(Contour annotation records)
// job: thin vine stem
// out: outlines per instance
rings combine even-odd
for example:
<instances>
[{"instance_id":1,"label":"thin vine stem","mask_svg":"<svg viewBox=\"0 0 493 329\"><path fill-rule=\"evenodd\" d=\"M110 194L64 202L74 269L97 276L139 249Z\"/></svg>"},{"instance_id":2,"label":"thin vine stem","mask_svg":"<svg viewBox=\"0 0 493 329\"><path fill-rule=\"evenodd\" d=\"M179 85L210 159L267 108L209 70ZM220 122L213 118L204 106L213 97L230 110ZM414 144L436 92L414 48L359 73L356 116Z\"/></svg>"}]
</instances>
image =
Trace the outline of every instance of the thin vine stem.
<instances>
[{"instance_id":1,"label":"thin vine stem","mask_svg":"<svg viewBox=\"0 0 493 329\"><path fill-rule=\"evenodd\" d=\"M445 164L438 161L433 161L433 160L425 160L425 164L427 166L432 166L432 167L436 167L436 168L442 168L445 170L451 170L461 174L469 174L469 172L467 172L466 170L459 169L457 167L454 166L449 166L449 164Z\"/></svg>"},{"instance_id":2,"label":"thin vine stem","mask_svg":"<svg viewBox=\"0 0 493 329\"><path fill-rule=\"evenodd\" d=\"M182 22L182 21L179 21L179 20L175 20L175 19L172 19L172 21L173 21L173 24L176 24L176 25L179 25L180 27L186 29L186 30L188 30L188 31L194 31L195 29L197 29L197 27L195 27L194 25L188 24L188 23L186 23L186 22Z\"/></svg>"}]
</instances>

What this task involves »
Copy out the listing above again, swapping "combine" for "merge" and changing nothing else.

Solution for this exercise »
// job: thin vine stem
// out: outlines per instance
rings merge even-odd
for example:
<instances>
[{"instance_id":1,"label":"thin vine stem","mask_svg":"<svg viewBox=\"0 0 493 329\"><path fill-rule=\"evenodd\" d=\"M110 194L64 202L74 269L97 276L139 249Z\"/></svg>"},{"instance_id":2,"label":"thin vine stem","mask_svg":"<svg viewBox=\"0 0 493 329\"><path fill-rule=\"evenodd\" d=\"M179 85L210 159L267 108L209 70ZM220 122L213 118L204 106L213 97L230 110ZM414 144L436 92L414 48L359 73L356 116Z\"/></svg>"}]
</instances>
image =
Trace the outline of every instance of the thin vine stem.
<instances>
[{"instance_id":1,"label":"thin vine stem","mask_svg":"<svg viewBox=\"0 0 493 329\"><path fill-rule=\"evenodd\" d=\"M445 164L438 161L433 161L433 160L425 160L425 164L427 166L432 166L432 167L436 167L436 168L442 168L445 170L451 170L461 174L469 174L469 172L467 172L466 170L459 169L457 167L454 166L449 166L449 164Z\"/></svg>"},{"instance_id":2,"label":"thin vine stem","mask_svg":"<svg viewBox=\"0 0 493 329\"><path fill-rule=\"evenodd\" d=\"M182 22L182 21L179 21L179 20L175 20L175 19L172 19L172 21L173 21L173 24L176 24L176 25L179 25L180 27L186 29L186 30L188 30L188 31L194 31L195 29L197 29L197 27L195 27L194 25L188 24L188 23L186 23L186 22Z\"/></svg>"}]
</instances>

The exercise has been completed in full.